## Records to use
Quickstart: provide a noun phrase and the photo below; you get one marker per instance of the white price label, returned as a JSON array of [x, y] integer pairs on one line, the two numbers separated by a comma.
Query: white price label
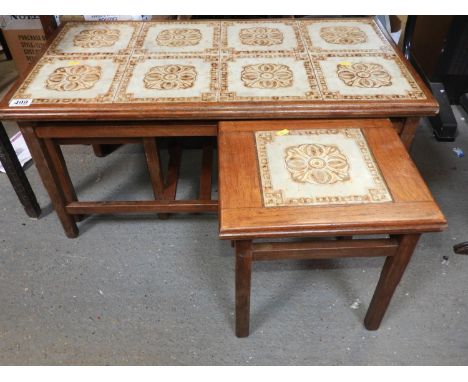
[[18, 102]]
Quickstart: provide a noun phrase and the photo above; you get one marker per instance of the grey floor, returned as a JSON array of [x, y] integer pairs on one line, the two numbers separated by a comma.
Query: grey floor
[[138, 290]]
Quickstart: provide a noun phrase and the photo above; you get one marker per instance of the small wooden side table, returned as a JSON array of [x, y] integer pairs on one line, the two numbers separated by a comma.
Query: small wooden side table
[[321, 179]]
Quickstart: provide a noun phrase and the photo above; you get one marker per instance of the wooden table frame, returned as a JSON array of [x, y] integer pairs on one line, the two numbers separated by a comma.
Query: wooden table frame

## Exercise objective
Scale the listing above by copying out all its lines, requests included, and multiplying every x and y coordinate in the answers by 2.55, rounding to whole numbers with halves rounded up. Leave the pictures out of your answer.

## Result
Quickstart: provide a noun phrase and the photo below; you get one marker per instance of the white price label, returned as a JSON array of [x, y] integer pairs on one line, the two numbers separated by a comma.
Query: white price label
[[46, 260]]
Quickstart: provide a noun phrase and the photo above; you get one marker per instance of the grey floor, returned as a JSON array of [x, y] integer pairs on one line, the two numbers separated by a comma.
Query: grey floor
[[352, 740]]
Quickstart: provide a noun phrase and the photo above; you get one marker per instance of the small wooden side table, returned as a JSON array of [x, y] integer pairs on one line, the two numbers separated by a comma.
Query: small wooden side table
[[819, 456]]
Quickstart: provide a noun phrase and the photo above; you get one marker per instance of the wooden table frame, returned as a JSON array of [x, y] integer pairs on one line, the two numbers separated by a comma.
Query: wooden table frame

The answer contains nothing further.